> _Task to complete_:
From the line containing "of the sandal?" to the end of the listing, write out every line exactly; leave out everything else.

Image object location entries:
============================================================
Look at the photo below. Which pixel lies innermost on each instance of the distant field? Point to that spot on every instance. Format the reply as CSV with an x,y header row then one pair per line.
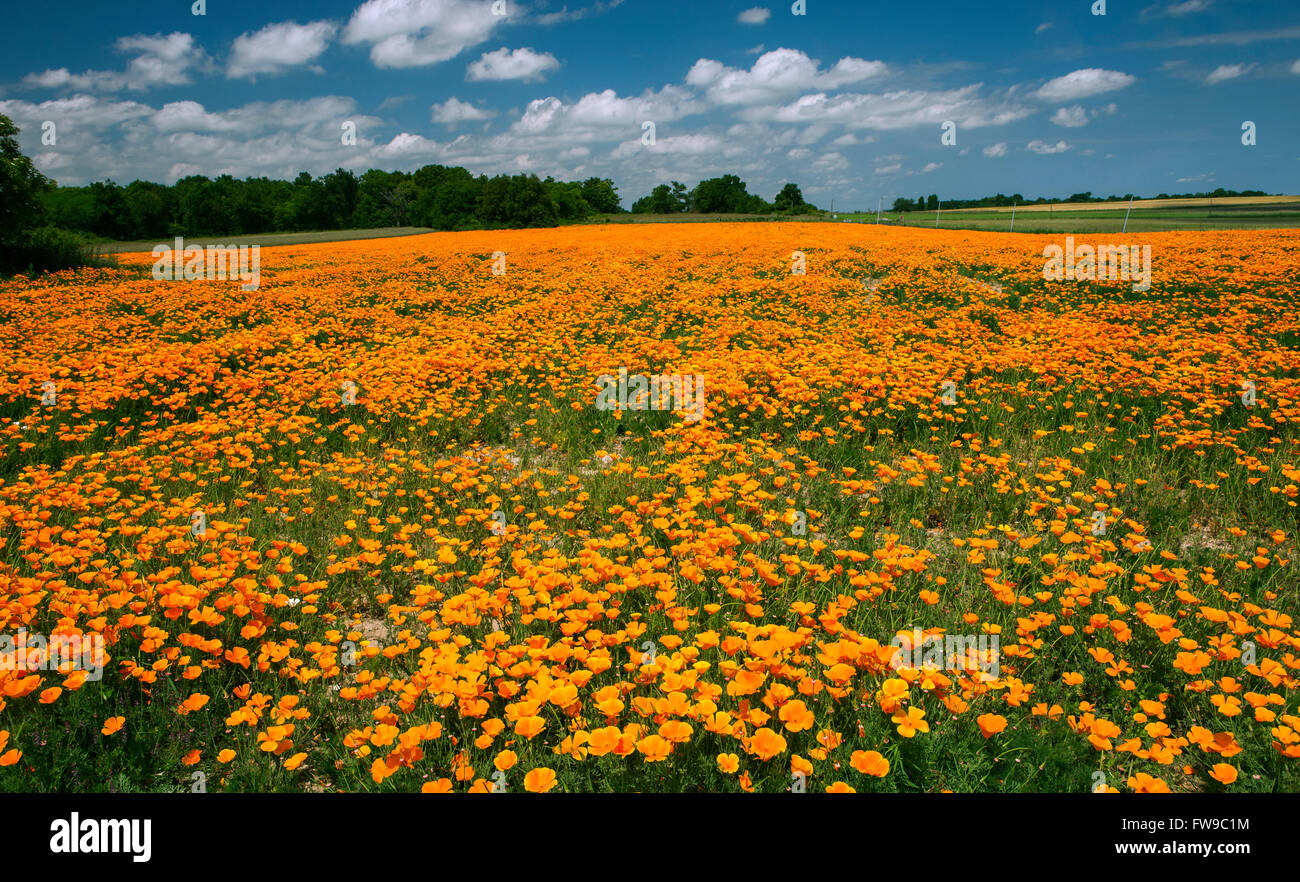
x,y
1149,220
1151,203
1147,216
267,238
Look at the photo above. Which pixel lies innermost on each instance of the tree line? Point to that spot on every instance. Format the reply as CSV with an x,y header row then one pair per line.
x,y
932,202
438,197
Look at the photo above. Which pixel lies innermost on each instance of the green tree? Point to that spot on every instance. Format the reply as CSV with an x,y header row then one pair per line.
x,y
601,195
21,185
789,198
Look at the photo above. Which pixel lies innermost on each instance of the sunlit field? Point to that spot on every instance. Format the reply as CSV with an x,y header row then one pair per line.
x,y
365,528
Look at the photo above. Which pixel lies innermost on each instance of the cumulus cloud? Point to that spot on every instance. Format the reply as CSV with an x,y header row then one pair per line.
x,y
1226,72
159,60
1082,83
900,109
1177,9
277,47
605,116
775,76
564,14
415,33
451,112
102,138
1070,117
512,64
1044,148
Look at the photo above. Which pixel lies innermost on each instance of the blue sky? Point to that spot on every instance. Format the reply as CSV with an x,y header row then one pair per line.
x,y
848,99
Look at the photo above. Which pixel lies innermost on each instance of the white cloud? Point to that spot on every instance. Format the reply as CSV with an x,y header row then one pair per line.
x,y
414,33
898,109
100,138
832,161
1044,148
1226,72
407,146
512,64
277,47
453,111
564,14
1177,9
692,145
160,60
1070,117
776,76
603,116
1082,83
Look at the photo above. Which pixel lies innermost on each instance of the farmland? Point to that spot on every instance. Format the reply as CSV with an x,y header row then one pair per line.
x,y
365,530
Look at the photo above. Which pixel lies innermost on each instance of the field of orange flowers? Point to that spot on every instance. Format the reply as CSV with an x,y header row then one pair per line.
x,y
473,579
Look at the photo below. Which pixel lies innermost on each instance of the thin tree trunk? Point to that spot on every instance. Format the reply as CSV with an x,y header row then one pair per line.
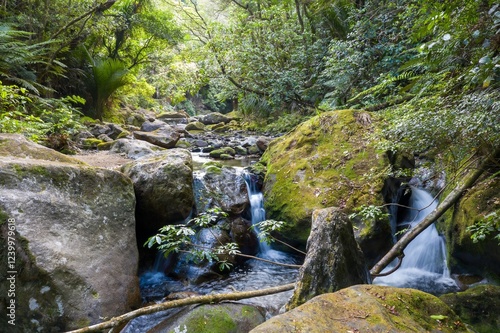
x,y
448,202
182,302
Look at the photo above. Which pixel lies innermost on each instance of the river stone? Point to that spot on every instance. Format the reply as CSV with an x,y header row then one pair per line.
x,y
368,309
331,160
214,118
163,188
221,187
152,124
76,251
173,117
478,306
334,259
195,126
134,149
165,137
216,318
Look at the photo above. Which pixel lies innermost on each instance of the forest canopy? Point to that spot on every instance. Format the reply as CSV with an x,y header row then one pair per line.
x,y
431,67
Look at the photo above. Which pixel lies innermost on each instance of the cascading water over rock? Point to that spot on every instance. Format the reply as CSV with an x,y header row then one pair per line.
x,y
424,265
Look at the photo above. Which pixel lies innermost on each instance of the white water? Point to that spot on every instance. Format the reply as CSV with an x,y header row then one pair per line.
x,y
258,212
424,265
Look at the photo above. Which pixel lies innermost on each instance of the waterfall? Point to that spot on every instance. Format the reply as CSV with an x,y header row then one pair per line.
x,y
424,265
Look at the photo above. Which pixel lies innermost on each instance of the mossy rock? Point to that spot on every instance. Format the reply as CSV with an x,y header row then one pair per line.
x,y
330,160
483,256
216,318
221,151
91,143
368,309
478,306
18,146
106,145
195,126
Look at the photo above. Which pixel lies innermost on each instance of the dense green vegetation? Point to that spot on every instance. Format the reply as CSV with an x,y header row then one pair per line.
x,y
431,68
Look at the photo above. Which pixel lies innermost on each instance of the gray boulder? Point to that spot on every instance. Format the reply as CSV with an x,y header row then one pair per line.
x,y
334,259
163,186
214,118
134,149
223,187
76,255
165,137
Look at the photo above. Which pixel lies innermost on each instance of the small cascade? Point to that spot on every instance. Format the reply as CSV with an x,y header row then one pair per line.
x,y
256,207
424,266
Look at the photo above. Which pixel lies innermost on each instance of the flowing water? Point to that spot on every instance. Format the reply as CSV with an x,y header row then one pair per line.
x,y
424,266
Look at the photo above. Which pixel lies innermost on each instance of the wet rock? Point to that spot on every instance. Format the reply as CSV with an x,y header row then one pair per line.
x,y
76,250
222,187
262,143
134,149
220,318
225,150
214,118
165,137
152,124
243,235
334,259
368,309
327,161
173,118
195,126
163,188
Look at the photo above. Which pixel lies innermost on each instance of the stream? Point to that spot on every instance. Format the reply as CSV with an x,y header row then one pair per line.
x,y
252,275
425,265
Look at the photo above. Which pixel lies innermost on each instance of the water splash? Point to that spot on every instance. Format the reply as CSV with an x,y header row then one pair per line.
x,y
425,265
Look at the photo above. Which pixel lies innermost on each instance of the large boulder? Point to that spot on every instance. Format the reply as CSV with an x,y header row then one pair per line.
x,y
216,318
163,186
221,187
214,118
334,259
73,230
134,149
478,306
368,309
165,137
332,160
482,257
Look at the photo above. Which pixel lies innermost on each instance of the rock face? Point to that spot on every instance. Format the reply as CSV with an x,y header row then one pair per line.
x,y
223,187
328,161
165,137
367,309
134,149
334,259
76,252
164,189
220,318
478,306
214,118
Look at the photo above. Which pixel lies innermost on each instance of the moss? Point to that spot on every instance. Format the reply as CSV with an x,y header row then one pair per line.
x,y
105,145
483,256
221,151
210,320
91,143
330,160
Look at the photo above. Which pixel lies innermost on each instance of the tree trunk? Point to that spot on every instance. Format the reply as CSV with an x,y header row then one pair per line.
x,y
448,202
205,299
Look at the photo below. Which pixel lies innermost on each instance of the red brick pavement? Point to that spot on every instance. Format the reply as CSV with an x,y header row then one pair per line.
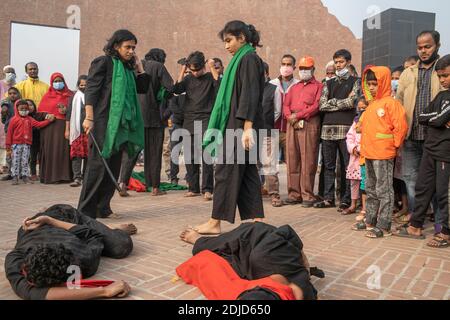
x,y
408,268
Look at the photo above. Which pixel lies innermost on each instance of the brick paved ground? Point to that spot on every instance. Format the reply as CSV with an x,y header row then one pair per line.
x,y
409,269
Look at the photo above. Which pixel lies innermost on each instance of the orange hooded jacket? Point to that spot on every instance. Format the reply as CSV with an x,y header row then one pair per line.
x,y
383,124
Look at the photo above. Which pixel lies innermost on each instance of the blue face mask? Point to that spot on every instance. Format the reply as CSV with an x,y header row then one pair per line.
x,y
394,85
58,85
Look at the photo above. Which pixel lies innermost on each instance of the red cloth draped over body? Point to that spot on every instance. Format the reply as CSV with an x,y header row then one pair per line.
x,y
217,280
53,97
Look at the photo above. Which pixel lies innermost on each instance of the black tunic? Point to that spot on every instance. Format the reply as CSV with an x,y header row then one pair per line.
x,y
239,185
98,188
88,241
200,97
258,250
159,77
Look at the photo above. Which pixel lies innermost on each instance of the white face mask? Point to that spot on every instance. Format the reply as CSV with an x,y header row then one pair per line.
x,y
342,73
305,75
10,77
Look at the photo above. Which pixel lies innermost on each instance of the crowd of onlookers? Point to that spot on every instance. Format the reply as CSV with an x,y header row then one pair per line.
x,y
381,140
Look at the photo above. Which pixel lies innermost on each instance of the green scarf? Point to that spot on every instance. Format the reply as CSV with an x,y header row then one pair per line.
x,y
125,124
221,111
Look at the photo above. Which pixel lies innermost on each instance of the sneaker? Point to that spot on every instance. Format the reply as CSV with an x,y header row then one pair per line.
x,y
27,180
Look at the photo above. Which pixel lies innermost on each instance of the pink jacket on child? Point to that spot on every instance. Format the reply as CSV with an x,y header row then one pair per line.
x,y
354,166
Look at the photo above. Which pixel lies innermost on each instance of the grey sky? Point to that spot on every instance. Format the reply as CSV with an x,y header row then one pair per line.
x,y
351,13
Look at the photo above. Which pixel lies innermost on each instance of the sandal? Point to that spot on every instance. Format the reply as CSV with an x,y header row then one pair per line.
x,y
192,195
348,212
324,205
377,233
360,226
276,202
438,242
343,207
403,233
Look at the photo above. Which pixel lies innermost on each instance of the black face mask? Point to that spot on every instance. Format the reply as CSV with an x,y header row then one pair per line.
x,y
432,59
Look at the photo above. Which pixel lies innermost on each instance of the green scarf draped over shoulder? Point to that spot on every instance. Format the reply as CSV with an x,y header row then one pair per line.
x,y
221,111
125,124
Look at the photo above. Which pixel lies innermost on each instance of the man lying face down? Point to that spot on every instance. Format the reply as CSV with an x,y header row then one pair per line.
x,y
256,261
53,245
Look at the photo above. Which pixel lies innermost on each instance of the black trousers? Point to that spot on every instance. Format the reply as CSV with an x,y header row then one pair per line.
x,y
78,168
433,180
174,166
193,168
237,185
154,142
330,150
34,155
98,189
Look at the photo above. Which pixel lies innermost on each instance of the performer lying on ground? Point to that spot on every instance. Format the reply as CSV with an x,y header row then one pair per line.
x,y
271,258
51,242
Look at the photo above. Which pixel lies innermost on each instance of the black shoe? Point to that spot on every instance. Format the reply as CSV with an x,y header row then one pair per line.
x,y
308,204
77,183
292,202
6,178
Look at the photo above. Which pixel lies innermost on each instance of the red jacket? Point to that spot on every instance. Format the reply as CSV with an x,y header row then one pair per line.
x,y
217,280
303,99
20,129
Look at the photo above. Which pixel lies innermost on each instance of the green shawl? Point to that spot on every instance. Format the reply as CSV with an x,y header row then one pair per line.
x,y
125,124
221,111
============================================================
> _Output for this task_:
Look at the photo above. Which pixel lies innermost on each instance of the sandal? Point to that spot on every instance. Format the reply as CSV with an x,y header row then one pair per line.
x,y
192,195
348,212
324,205
377,233
360,226
276,202
438,242
343,207
403,233
Look at the photo above. Which pixel lies innermost on each instance of the black face mask? Point to that spot on every instance. Format the reply as CSV with an x,y header row then one pair per line.
x,y
432,59
Look at the photo above. Which pixel lies innermost on each instance of the green scarf draped over shoulder? Point to that spot on every instance. Format the reply as CSV with an x,y header row then one pair per line.
x,y
221,111
125,124
Look at the photo above. Which pixel lies innermost on each instance of the man lying face down? Point to that spot on every instance. Format the reply as CSV with an x,y header row then one pair per line.
x,y
256,261
53,245
Look at the photo above. Which pixel lies innermost on each instance of the black trousers? Point to that spot on every instance. Format the reply as CSV with an x,y header row then one pair per line.
x,y
78,168
433,180
174,166
193,168
237,185
154,142
330,150
34,155
98,189
Look at the photo above. Which pixel lies innermost on each instance of the performer lying on ground? Point to that spot on every instance. Format the reply as CSV with an x,y header row then one pair per line.
x,y
271,258
51,242
Look at the photo above. Which pixel lies innermost on each instance of the black shoe? Point to that spot on every instance. Format the reply as CSV with an x,y header row then one pair per line.
x,y
308,204
77,183
292,202
6,178
Look at the photo above. Which pixel lies innermost on each instance of the red jacket? Point to that spot on every instance. Format the reply as CSV with an x,y header row then one pair per line.
x,y
217,280
303,99
20,129
Look at the photo above. Which pixel lies innermost on each instance of the green shawl? Point to that spot on every instance. Format the reply as CSV with an x,y header row then one pair per line.
x,y
125,124
221,111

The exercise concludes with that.